**Objective 1:** Copy everything in the passage on employee motivation from "Organizational performance is" down to "contingencies (Lai, 2011)." word for word.

**Extracted text:**
It is, therefore, an undeniable fact that the human resource of every organization remains the most important resource; thus, every effort should be made by organizations to ensure their effectiveness since without them the organization cannot function well. By this delineation, motivation, therefore, remains a vital force in driving the concept of performance effectiveness and high productivity compendium.
Organizational performance is a product of both ability and level of motivation. Organizational success depends upon members being motivated to use their full talents and abilities, and are directed to perform well in the right areas (Osabiya, 2015).
Motivation involves a constellation of beliefs, perceptions, values, interests, and actions that are all closely related (Lai 2011). As a result, various approaches to motivate one can focus on cognitive behaviors (such as monitoring and strategy use), non-cognitive aspects (such as perceptions, beliefs, and attitudes), or both. Motivation refers to reasons that underlie behavior that is characterized by willingness and volition. Intrinsic motivation is animated by personal enjoyment, interest, or pleasure, whereas extrinsic motivation is governed by reinforcement contingencies (Lai, 2011).
Over the years, different banks in Nigeria have claimed to have provided favorable motivational strategies for their employees to put in their very best. This claim may be true because every organization has a system of reward designed to motivate its employees.
1.1 Problem Statement
Nigerian banks’ motivational strategies are not adequate to attract the best skills and professionals into the system. There are still cases of labor turnover, fraud, demotivation and dissatisfied workforce syndrome. These are as a result of the inappropriateness of motivational strategies that have beclouded the banking industry over time.

**Entries shown:**
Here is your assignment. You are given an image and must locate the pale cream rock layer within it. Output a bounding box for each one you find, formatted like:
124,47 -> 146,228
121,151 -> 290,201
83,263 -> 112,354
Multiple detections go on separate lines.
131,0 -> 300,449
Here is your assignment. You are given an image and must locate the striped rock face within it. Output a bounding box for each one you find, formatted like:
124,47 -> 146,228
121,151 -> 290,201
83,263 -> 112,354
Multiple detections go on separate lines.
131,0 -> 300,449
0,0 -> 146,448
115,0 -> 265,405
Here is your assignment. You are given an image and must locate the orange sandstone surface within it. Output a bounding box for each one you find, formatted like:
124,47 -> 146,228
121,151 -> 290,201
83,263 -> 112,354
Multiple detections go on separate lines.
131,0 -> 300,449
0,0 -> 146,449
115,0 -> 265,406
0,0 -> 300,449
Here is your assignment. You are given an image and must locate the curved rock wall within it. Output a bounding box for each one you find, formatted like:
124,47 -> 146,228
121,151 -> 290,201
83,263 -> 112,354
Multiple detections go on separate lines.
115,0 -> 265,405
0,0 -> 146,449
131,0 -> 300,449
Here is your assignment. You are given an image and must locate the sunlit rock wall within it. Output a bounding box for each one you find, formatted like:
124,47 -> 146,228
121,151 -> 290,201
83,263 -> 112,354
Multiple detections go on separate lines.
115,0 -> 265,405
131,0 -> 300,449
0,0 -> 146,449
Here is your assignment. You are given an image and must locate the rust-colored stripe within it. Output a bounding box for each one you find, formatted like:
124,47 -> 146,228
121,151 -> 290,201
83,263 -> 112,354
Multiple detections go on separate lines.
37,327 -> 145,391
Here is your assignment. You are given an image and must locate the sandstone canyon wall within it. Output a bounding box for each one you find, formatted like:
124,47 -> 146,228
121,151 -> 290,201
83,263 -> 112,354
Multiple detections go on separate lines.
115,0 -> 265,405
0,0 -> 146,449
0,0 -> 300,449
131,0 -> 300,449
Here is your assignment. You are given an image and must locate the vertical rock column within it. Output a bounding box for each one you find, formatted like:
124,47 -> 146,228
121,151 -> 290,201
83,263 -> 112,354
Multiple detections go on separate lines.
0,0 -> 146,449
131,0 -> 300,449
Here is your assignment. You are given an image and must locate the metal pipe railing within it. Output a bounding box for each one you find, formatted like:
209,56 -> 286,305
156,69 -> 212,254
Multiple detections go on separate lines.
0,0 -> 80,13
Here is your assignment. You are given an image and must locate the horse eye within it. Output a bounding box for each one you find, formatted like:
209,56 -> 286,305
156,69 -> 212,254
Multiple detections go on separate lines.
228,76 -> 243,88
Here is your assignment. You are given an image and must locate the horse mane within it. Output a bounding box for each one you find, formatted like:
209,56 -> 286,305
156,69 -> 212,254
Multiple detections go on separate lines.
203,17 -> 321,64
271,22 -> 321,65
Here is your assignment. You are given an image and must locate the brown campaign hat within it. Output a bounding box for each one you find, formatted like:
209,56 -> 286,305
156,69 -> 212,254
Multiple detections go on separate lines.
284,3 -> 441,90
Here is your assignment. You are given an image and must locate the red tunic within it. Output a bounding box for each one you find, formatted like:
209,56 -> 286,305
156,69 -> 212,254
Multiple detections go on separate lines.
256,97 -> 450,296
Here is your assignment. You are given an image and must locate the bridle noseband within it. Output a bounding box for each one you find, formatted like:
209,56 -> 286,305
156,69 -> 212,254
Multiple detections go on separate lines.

**Objective 2:** Rewrite the listing from the line that contains "locate the bridle" down to the end of the listing, replacing "bridle noseband" with "leather halter" and changing nothing else.

**Task output 1:**
Organizational performance is a product of both ability and level of motivation. Organizational success depends upon members being motivated to use their full talents and abilities, and are directed to perform well in the right areas (Osabiya, 2015).
Motivation involves a constellation of beliefs, perceptions, values, interests, and actions that are all closely related (Lai 2011). As a result, various approaches to motivate one can focus on cognitive behaviors (such as monitoring and strategy use), non-cognitive aspects (such as perceptions, beliefs, and attitudes), or both. Motivation refers to reasons that underlie behavior that is characterized by willingness and volition. Intrinsic motivation is animated by personal enjoyment, interest, or pleasure, whereas extrinsic motivation is governed by reinforcement contingencies (Lai, 2011).

**Task output 2:**
Here is your assignment. You are given an image and must locate the leather halter within it. Output a bounding box for each one you find, formatted like:
209,56 -> 286,305
156,69 -> 212,254
Multiple detections go on separate lines.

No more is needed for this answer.